* _Written problem 1_
According to the text on the Urban Heritage research group, during which years were doctorate students accepted to the group?

* _Document passage_
++++++++++
Doctorate students were accepted to this research group from 2008-2012.
The research group Urban Heritage (UH) is integrated into the Doctorate Programme European Urban Studies (IPP-EU) at the Institute for European Urban Studies.
Researchers address cultural heritage in the context of contemporary and future urban development. Transcending historical preservation, the group uses an expanded concept of “heritage,” which includes the political and sociological constitution of the city as deserving conservation in regard to its capacity for social integration and local democracy. The intention is to search for strategies and approaches that utilize the contemporary challenges society is confronted with (demographic development, mobility, globalisation, multiculturality) to further develop urban heritage.
Research Group Profile
Cultural heritage receives increased importance under the auspices of globalisation and placelessness/ubiquity, but also in the context of global competition between cities. However, since the emergence of the topic of cultural heritage and historic preservation within architecture and urban planning and design, a struggle takes place for its definition. Today, the definition of what is to be considered a memorial worth preserving or an expendable residual artifact of times long gone is determined within a field that is much more difficult or impossible to overview as during the times of unchallenged nation-state based institutions. The actors involved today are legion: the classic public institutions and professional associations, numerous private and private business stakeholders, heterogeneous ad-hoc alliances, but also worldwide active supranational institutions. At the same time, the legitimacy of public institutions responsible for historic preservation is increasingly subject to doubt.
++++++++++
* _Data for this task_
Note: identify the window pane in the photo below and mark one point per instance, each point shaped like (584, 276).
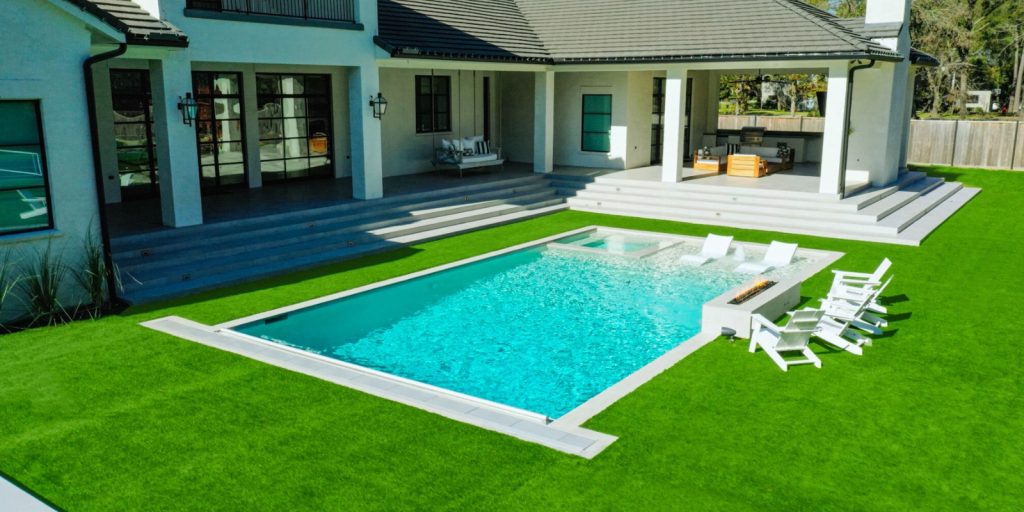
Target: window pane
(597, 103)
(596, 142)
(226, 84)
(23, 176)
(17, 123)
(267, 84)
(596, 123)
(292, 84)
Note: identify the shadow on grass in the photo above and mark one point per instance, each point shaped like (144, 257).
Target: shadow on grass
(28, 491)
(286, 279)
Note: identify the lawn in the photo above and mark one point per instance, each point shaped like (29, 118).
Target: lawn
(109, 416)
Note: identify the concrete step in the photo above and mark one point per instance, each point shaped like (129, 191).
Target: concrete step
(151, 293)
(720, 217)
(200, 267)
(904, 217)
(924, 226)
(270, 238)
(410, 201)
(718, 205)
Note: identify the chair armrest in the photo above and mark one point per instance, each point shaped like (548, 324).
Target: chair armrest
(758, 320)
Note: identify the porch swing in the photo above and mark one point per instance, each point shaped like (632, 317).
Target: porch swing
(467, 153)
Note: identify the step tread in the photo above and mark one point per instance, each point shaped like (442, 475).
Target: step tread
(177, 271)
(351, 206)
(280, 235)
(180, 288)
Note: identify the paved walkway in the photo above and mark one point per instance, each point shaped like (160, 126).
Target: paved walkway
(13, 499)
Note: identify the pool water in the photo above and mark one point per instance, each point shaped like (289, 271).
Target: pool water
(538, 329)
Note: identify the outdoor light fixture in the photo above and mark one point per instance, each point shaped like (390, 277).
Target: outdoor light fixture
(379, 103)
(188, 109)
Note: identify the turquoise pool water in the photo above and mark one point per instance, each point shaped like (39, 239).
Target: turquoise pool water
(538, 329)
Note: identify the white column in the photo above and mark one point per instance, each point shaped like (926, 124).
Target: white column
(108, 140)
(250, 104)
(544, 122)
(368, 171)
(907, 116)
(835, 135)
(674, 153)
(177, 156)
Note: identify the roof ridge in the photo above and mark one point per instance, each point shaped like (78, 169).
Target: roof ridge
(825, 20)
(532, 30)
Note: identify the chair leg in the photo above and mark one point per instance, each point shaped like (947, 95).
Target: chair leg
(775, 356)
(813, 357)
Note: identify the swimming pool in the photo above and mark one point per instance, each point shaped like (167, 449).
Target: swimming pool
(539, 329)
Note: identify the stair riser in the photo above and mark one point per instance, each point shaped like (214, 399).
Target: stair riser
(200, 268)
(716, 207)
(395, 202)
(700, 216)
(366, 217)
(265, 239)
(151, 293)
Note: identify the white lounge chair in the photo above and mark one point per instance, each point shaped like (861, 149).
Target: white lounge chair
(861, 279)
(792, 338)
(867, 296)
(842, 308)
(837, 330)
(778, 255)
(715, 247)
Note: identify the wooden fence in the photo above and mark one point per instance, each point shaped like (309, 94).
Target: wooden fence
(995, 144)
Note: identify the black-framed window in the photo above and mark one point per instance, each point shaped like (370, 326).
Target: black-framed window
(25, 197)
(137, 170)
(596, 123)
(433, 103)
(219, 124)
(295, 131)
(657, 121)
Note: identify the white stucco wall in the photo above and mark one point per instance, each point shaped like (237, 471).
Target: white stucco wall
(407, 152)
(43, 51)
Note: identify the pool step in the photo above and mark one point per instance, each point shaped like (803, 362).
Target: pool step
(172, 288)
(169, 263)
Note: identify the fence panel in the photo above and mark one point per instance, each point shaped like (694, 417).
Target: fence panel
(985, 143)
(932, 141)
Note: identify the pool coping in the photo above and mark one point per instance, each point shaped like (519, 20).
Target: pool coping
(564, 434)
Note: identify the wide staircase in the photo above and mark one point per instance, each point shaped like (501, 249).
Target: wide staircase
(172, 262)
(904, 213)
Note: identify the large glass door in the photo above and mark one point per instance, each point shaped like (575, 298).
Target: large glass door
(295, 132)
(133, 133)
(219, 129)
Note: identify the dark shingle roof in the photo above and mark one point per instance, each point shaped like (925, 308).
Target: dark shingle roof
(886, 31)
(481, 30)
(137, 25)
(600, 31)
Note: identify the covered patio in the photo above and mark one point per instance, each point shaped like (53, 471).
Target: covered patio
(143, 216)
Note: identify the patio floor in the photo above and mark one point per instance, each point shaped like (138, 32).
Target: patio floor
(135, 217)
(802, 178)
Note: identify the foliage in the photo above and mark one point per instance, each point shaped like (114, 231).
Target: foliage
(109, 415)
(41, 288)
(92, 275)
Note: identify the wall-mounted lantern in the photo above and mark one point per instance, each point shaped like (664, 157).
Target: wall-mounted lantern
(188, 109)
(379, 103)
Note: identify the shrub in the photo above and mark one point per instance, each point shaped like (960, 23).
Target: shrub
(41, 288)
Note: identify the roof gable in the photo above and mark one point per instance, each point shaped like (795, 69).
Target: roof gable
(591, 31)
(137, 25)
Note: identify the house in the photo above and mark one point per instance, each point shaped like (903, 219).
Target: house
(206, 138)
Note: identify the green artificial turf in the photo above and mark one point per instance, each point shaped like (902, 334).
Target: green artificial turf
(110, 416)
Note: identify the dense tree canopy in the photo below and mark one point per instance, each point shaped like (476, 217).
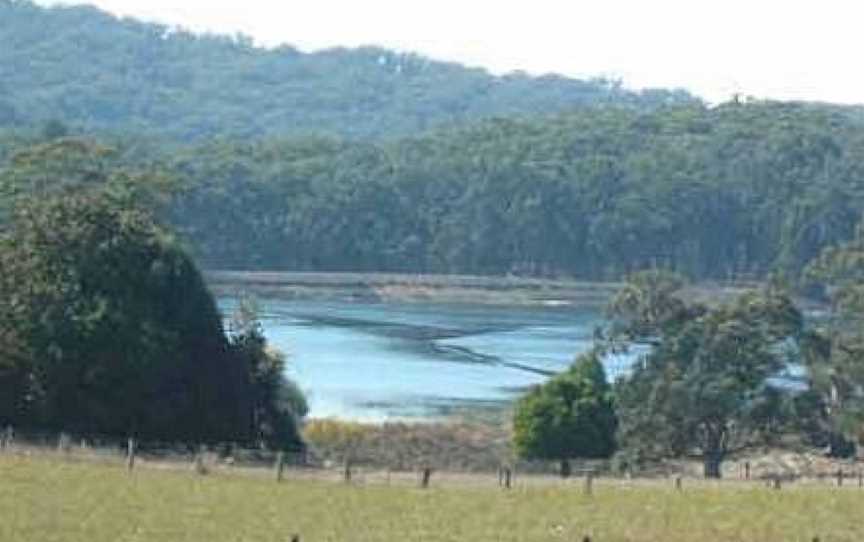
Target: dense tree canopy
(730, 192)
(734, 191)
(570, 416)
(704, 388)
(107, 328)
(84, 67)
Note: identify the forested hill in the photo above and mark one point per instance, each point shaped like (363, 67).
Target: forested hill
(737, 190)
(95, 72)
(742, 189)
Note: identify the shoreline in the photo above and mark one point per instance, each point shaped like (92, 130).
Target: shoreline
(455, 289)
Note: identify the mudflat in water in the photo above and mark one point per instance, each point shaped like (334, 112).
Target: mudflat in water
(375, 361)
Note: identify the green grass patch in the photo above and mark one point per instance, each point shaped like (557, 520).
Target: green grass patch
(52, 500)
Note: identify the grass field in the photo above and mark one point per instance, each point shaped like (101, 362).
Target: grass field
(44, 499)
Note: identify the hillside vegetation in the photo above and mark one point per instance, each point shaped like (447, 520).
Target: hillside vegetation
(84, 67)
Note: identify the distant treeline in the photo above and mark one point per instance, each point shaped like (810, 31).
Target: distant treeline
(83, 66)
(738, 190)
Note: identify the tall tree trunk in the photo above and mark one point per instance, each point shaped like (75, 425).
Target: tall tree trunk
(565, 468)
(712, 463)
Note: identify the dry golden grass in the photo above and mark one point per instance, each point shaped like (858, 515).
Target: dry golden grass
(46, 499)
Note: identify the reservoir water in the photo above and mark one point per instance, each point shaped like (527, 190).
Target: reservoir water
(378, 361)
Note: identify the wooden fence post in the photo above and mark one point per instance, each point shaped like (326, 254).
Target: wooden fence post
(130, 454)
(200, 467)
(7, 438)
(280, 466)
(64, 443)
(346, 474)
(426, 476)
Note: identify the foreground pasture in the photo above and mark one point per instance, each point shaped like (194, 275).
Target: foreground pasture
(44, 499)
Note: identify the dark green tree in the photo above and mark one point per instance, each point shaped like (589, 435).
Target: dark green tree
(570, 416)
(107, 327)
(278, 404)
(704, 388)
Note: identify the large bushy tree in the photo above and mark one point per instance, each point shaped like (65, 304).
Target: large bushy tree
(570, 416)
(704, 387)
(108, 328)
(111, 328)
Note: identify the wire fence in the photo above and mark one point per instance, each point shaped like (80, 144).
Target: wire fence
(233, 458)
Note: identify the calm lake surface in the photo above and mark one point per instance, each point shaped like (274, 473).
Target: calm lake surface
(377, 361)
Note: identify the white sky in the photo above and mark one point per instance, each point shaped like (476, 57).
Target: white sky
(792, 49)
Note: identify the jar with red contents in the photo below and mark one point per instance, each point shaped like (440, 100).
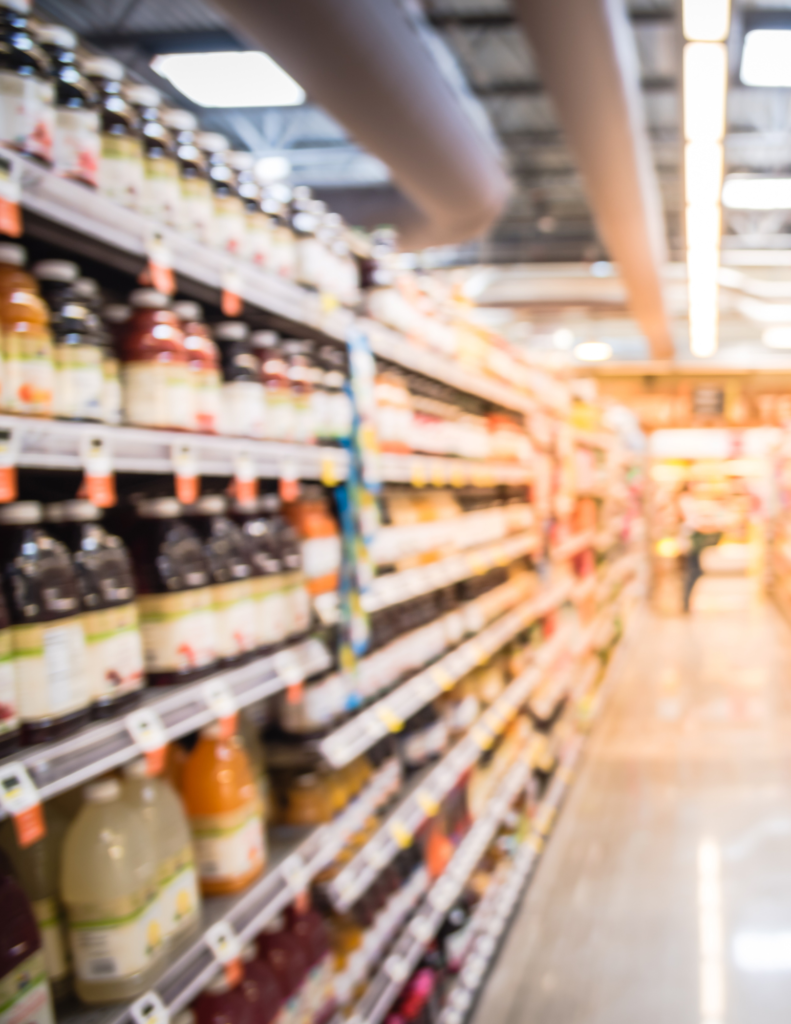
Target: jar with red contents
(156, 368)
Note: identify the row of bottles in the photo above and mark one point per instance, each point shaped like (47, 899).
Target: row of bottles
(87, 615)
(81, 116)
(154, 363)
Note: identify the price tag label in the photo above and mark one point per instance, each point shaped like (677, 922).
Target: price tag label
(222, 705)
(10, 190)
(185, 473)
(98, 476)
(231, 298)
(226, 949)
(148, 732)
(245, 477)
(19, 799)
(149, 1010)
(8, 482)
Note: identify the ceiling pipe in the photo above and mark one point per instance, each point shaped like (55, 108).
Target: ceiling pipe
(366, 65)
(586, 58)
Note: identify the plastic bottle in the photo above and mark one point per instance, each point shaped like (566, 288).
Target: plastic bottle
(155, 800)
(174, 597)
(109, 888)
(27, 110)
(121, 167)
(107, 587)
(224, 813)
(43, 598)
(29, 369)
(76, 143)
(26, 995)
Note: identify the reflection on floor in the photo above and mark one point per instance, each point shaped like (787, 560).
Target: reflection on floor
(664, 895)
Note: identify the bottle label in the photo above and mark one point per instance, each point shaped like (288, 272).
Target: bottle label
(120, 176)
(158, 394)
(77, 144)
(111, 948)
(9, 718)
(229, 846)
(243, 409)
(51, 931)
(178, 631)
(178, 896)
(25, 996)
(115, 651)
(30, 370)
(50, 669)
(236, 617)
(79, 382)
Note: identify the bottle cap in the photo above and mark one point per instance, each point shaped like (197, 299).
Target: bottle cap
(61, 270)
(12, 255)
(22, 513)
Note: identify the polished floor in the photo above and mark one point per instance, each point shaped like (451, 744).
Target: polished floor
(664, 895)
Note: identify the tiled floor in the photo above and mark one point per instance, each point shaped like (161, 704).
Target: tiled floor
(664, 896)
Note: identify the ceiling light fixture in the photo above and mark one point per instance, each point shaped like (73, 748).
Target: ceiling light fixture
(766, 57)
(246, 78)
(593, 351)
(706, 25)
(756, 194)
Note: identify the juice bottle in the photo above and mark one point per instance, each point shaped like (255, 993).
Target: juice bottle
(174, 596)
(28, 356)
(224, 813)
(107, 586)
(36, 868)
(25, 992)
(229, 561)
(43, 599)
(177, 880)
(109, 887)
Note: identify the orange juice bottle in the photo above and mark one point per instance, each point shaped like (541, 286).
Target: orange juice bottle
(224, 810)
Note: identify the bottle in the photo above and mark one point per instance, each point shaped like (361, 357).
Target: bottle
(121, 159)
(27, 109)
(174, 594)
(195, 201)
(154, 799)
(76, 142)
(242, 389)
(79, 347)
(203, 363)
(23, 975)
(156, 372)
(161, 192)
(43, 599)
(109, 888)
(28, 357)
(229, 561)
(224, 813)
(111, 622)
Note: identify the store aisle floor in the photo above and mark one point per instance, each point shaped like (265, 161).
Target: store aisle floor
(664, 895)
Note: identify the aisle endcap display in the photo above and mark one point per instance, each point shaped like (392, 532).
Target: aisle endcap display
(63, 765)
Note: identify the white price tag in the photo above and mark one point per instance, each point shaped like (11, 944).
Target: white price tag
(149, 1010)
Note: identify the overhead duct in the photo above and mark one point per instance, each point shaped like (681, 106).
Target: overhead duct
(586, 58)
(369, 69)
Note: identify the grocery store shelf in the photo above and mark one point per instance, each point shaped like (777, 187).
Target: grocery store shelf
(402, 826)
(389, 714)
(59, 766)
(412, 943)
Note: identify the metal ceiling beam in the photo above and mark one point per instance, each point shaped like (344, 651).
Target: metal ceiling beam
(585, 53)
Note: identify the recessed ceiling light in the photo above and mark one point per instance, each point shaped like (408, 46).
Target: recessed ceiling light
(756, 194)
(246, 78)
(766, 57)
(593, 351)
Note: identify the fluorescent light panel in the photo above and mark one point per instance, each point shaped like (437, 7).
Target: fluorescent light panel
(246, 78)
(766, 57)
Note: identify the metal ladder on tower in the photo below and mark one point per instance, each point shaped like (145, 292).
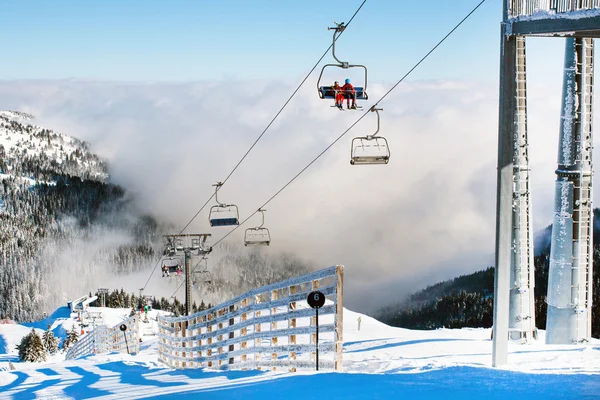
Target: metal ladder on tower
(522, 200)
(583, 211)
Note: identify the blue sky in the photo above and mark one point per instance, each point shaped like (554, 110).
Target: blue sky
(261, 39)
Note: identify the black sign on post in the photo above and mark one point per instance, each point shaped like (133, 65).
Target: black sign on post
(123, 328)
(316, 300)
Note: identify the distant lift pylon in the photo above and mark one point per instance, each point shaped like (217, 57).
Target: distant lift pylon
(327, 92)
(258, 236)
(370, 149)
(223, 214)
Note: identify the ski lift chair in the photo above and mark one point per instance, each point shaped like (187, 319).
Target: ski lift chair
(223, 214)
(258, 236)
(201, 275)
(370, 149)
(327, 92)
(171, 267)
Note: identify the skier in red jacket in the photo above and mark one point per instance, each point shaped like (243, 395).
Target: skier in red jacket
(338, 94)
(349, 93)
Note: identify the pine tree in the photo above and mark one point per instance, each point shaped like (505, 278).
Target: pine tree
(32, 348)
(50, 342)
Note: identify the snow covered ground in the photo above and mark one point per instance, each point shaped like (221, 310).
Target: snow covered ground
(380, 362)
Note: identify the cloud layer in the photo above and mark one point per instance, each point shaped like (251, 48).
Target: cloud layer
(427, 215)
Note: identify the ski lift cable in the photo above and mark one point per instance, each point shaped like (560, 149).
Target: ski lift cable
(354, 124)
(357, 121)
(265, 130)
(275, 117)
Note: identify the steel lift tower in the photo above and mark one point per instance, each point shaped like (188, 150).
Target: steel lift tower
(188, 245)
(569, 290)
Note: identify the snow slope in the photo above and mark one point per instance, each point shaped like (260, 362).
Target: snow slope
(380, 362)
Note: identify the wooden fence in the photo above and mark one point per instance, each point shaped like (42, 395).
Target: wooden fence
(269, 327)
(108, 340)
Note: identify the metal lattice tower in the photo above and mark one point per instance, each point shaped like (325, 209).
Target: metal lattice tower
(188, 244)
(513, 306)
(522, 311)
(569, 278)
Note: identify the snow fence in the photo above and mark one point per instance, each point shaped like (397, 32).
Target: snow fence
(526, 8)
(269, 327)
(108, 340)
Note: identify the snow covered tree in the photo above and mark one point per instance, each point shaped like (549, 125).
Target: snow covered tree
(50, 342)
(32, 348)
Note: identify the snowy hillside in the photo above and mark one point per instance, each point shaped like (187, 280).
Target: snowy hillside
(380, 362)
(30, 150)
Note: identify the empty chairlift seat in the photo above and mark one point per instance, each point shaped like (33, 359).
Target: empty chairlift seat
(257, 237)
(370, 150)
(224, 215)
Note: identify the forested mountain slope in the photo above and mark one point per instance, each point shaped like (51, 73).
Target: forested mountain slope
(467, 301)
(55, 209)
(65, 228)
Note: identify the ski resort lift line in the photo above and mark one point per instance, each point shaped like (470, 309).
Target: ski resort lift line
(327, 92)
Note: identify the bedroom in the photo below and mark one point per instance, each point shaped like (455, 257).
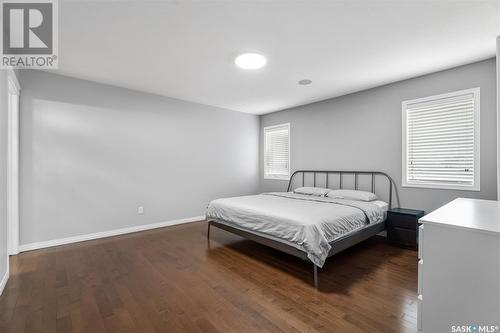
++++++++++
* _Written problem 2_
Collect every line of the records that contains the word "fence".

* _Exercise output 1_
From 2008 to 2012.

* _Exercise output 2_
Note: identify the wooden fence in the photo above and mark one point per instance, each point shaped like (309, 94).
Target: wooden fence
Note: identify the fence panel in the photo above and mark one point per instance, each point shaped like (694, 417).
Target: fence panel
Note: identify the wooden fence post in the photo above and mark one point per instance, each point shaped like (326, 254).
Target: wooden fence post
Note: identify the wire fence in the photo above and mark one point per instance, each point shaped like (80, 144).
Target: wire fence
Note: identify the wooden fence in the photo above and mark one point per instance, each point shaped like (42, 395).
Target: wooden fence
Note: identify the snow fence in the photo above and mark one point per instance, each point shaped like (397, 32).
Target: snow fence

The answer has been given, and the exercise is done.